--- START ---
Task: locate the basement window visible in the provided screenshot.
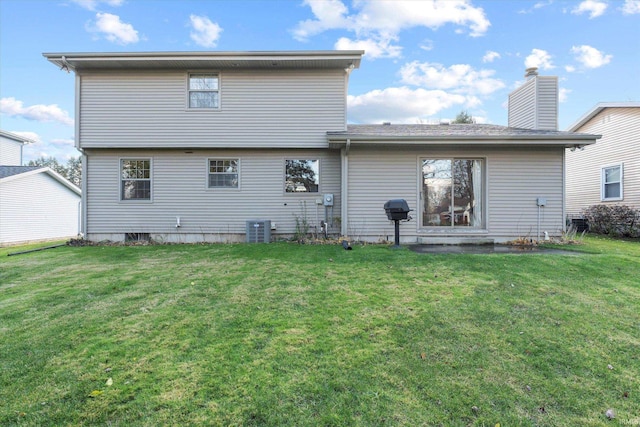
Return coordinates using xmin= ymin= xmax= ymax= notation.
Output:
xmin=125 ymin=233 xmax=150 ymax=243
--- END ---
--- START ---
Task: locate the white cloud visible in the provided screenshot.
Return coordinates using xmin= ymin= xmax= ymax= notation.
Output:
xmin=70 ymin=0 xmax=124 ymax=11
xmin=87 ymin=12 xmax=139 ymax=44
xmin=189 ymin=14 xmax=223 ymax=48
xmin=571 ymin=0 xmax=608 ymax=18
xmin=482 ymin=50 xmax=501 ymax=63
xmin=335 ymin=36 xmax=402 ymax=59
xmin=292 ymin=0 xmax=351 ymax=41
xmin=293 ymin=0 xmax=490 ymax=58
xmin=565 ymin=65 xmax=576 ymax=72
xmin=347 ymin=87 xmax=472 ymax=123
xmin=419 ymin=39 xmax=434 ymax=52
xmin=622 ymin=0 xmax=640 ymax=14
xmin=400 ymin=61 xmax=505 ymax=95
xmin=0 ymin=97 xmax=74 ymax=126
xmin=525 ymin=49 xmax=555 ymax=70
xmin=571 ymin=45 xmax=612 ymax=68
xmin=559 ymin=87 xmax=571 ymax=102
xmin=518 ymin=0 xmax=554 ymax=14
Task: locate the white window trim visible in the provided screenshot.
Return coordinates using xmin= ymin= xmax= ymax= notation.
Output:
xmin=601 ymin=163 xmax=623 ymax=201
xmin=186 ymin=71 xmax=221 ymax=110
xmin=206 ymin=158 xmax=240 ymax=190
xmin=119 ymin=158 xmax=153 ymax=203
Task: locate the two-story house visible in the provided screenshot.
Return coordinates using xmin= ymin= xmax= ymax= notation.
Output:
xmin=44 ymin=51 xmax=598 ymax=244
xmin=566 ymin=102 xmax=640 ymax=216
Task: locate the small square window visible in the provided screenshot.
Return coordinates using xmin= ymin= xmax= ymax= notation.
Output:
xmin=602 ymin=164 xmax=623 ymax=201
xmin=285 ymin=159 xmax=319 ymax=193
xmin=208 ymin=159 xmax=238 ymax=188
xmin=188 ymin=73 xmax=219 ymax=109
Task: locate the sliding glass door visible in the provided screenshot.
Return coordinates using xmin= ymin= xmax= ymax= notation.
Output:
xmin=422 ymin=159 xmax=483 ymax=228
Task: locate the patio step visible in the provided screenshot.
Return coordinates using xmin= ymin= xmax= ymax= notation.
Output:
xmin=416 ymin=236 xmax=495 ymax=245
--- END ---
> Exercise: Search the entries for the word "provided" and pick out every line that holds it.

> Result of this task:
Task: locate the basement window visible in the provided screenshot.
Task: locate the white cloud visible in the provided screenshot.
Task: locate the white window trim visible in the provided screenshot.
Task: locate the two-story house visible in the provided screenshot.
Task: locate the small square window visible in the provided screenshot.
Task: locate the sliding glass door visible in the provided screenshot.
Task: locate the patio step visible in the provided screenshot.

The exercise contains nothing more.